**RECORDS:**
------------------------------------------------------------
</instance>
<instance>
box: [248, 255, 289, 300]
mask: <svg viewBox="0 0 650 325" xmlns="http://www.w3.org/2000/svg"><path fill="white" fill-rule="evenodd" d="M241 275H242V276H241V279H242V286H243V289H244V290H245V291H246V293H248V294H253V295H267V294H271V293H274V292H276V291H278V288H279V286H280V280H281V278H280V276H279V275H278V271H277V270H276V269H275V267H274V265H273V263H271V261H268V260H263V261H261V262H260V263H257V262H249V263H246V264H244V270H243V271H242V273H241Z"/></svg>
------------------------------------------------------------
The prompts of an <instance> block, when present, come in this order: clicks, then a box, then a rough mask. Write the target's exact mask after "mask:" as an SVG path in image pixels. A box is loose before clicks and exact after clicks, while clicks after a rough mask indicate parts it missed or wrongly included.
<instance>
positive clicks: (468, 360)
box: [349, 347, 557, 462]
------------------------------------------------------------
**ACTION ITEM:** Could you find each line in the entries that contains the string "instance" and copy it?

**PROBLEM SOLUTION:**
</instance>
<instance>
The prompts of an <instance> block, when present, come in this order: clicks, then a box, then a rough mask. Write the target's exact mask after "mask:" as an SVG path in image pixels. A box is loose before clicks and exact after clicks, while clicks after a rough mask indicate parts it missed or wrongly included.
<instance>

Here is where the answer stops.